**Page excerpt**

****************************************

# Eosinophilic granulomatosis with polyangiitis coexisting with multiple myeloma: independent entities or coexistence? A case report

**Authors:** Longyan Qin, Yi Yin, Pengjia Wu, Aifei Zhang, Na Li, Jun Liu, Ling Huang, Jun Cao, Jiashun Zeng

PMC · DOI: 10.3389/fimmu.2026.1751926 · Frontiers in Immunology · 2026-03-02

## TL;DR

A patient with symptoms of multiple myeloma was found to have Eosinophilic granulomatosis with polyangiitis, raising questions about their possible connection.

## Contribution

The paper presents a rare case suggesting EGPA may mimic or coexist with multiple myeloma through eosinophil-induced bone marrow changes.

## Key findings

- A patient initially diagnosed with multiple myeloma showed no improvement with chemotherapy but responded to EGPA treatment.
- EGPA-induced eosinophils may perturb the bone marrow niche, causing a pseudo-malignant plasma cell expansion.
- The case challenges the assumption of a single diagnosis and suggests coexistence or interaction between EGPA and plasma cell disorders.

****************************************

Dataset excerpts

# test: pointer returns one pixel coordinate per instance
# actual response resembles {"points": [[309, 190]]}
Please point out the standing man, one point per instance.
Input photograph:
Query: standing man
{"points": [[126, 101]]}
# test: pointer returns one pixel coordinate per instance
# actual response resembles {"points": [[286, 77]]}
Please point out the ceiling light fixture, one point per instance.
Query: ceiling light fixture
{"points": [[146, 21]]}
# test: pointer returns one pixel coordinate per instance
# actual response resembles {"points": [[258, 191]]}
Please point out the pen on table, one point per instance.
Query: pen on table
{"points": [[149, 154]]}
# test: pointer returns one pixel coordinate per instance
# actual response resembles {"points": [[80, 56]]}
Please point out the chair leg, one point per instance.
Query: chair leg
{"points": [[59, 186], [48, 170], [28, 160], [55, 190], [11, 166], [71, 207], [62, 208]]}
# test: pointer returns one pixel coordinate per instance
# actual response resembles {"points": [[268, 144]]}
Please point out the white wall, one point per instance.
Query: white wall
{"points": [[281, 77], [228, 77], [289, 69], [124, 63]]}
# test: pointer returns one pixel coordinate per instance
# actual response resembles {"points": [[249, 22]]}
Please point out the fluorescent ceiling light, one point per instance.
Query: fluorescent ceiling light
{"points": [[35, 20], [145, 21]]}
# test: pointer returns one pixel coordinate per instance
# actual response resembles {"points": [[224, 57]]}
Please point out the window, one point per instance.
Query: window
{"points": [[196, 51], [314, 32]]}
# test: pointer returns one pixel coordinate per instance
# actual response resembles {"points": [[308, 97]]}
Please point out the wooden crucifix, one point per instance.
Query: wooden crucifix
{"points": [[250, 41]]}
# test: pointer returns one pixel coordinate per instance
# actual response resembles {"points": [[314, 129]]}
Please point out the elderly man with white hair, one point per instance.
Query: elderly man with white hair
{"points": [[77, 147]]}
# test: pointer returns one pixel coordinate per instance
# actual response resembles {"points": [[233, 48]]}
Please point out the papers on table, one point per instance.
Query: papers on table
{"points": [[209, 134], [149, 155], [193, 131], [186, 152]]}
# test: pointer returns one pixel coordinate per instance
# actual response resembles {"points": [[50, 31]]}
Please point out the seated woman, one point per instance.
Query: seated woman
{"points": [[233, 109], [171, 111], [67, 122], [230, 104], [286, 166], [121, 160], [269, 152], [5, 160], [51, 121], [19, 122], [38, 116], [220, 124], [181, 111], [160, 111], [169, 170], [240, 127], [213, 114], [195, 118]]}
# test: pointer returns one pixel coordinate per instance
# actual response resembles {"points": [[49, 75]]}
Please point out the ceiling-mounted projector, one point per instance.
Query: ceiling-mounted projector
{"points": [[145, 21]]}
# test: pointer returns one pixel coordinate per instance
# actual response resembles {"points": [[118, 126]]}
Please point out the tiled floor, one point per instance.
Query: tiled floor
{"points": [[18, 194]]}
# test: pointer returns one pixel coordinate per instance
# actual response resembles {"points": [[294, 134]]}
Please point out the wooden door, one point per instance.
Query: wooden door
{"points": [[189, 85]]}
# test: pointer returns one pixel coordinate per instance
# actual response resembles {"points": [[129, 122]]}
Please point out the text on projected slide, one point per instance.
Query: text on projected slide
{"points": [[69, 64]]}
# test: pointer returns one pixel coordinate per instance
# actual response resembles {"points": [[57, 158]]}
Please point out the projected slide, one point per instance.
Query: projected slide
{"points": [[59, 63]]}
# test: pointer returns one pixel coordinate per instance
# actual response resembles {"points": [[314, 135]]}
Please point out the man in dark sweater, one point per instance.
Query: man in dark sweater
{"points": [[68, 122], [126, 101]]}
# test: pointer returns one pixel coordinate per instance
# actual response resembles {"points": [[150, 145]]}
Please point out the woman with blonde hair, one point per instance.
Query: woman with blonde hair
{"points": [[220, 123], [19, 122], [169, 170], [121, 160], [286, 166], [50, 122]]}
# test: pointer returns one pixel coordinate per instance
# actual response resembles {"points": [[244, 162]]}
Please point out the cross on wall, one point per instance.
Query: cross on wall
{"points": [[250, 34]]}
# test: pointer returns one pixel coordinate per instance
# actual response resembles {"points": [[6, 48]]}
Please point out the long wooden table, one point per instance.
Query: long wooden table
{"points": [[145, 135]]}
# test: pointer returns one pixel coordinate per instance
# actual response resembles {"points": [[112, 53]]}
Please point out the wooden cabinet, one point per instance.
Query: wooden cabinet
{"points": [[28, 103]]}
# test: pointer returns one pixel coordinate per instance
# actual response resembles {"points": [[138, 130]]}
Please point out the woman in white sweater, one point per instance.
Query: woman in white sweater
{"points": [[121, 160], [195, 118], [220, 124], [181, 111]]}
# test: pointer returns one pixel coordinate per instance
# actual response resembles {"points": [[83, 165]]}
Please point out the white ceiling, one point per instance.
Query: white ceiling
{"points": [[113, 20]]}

****************************************

**Problems to work on**
A) Reproduce the stretch of the case report summary from "A patient with" through "plasma cell expansion.".
B) List each of the key findings given in the case report summary.
This material has no connection to the case report summary.

**Answers**
A)
A patient with symptoms of multiple myeloma was found to have Eosinophilic granulomatosis with polyangiitis, raising questions about their possible connection.

## Contribution

The paper presents a rare case suggesting EGPA may mimic or coexist with multiple myeloma through eosinophil-induced bone marrow changes.

## Key findings

- A patient initially diagnosed with multiple myeloma showed no improvement with chemotherapy but responded to EGPA treatment.
- EGPA-induced eosinophils may perturb the bone marrow niche, causing a pseudo-malignant plasma cell expansion.

B)
- A patient initially diagnosed with multiple myeloma showed no improvement with chemotherapy but responded to EGPA treatment.
- EGPA-induced eosinophils may perturb the bone marrow niche, causing a pseudo-malignant plasma cell expansion.
- The case challenges the assumption of a single diagnosis and suggests coexistence or interaction between EGPA and plasma cell disorders.